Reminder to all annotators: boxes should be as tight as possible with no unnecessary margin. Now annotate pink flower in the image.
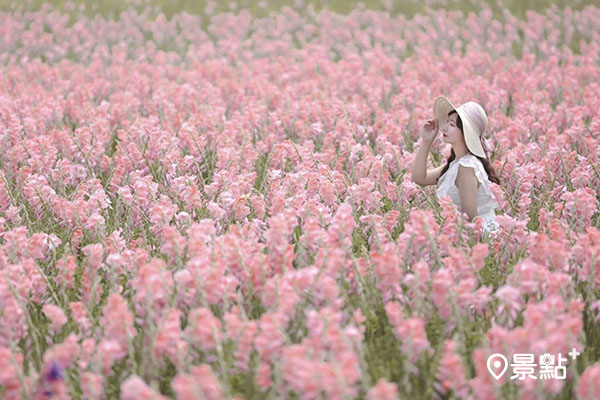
[394,317,432,363]
[560,187,597,229]
[43,304,67,332]
[367,378,398,400]
[131,258,173,317]
[121,375,166,400]
[470,348,500,398]
[385,302,431,362]
[250,193,266,219]
[160,225,186,262]
[56,254,78,289]
[42,333,79,370]
[0,285,27,342]
[402,258,430,306]
[577,364,600,400]
[27,232,51,260]
[470,243,489,271]
[154,308,187,367]
[149,195,177,229]
[101,293,136,343]
[435,340,470,398]
[233,196,251,220]
[81,372,104,400]
[69,301,90,335]
[280,344,321,398]
[172,365,224,400]
[495,285,523,326]
[234,321,259,371]
[384,301,404,328]
[254,314,285,360]
[82,243,105,270]
[255,359,272,390]
[95,339,126,375]
[0,347,23,392]
[371,243,403,298]
[84,212,105,231]
[264,212,292,256]
[328,202,356,248]
[185,307,223,351]
[432,268,453,320]
[79,338,96,370]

_ _ _ _ _

Required action: Print the whole listing exactly. No pictures belong in the copy.

Response to this task:
Reminder to all annotators: boxes should be as tight as possible with no unnecessary margin. Now annotate pink flower in the image.
[394,317,432,363]
[560,187,597,229]
[43,304,67,332]
[367,378,398,400]
[131,258,173,317]
[121,375,166,400]
[470,348,500,398]
[385,302,431,362]
[250,193,266,219]
[160,225,186,262]
[56,254,78,289]
[42,333,79,370]
[0,285,27,342]
[402,258,430,306]
[577,364,600,400]
[27,232,51,260]
[470,243,489,271]
[154,308,187,367]
[149,195,177,229]
[101,293,136,343]
[435,340,470,398]
[233,196,251,220]
[81,372,104,400]
[69,301,90,335]
[280,344,321,398]
[172,365,224,400]
[495,285,523,326]
[234,321,259,371]
[384,301,404,328]
[254,314,285,360]
[82,243,105,270]
[255,359,272,390]
[95,339,126,375]
[0,347,23,392]
[371,243,403,298]
[84,212,105,231]
[264,212,292,256]
[328,202,356,248]
[185,307,223,351]
[432,268,453,320]
[79,338,96,370]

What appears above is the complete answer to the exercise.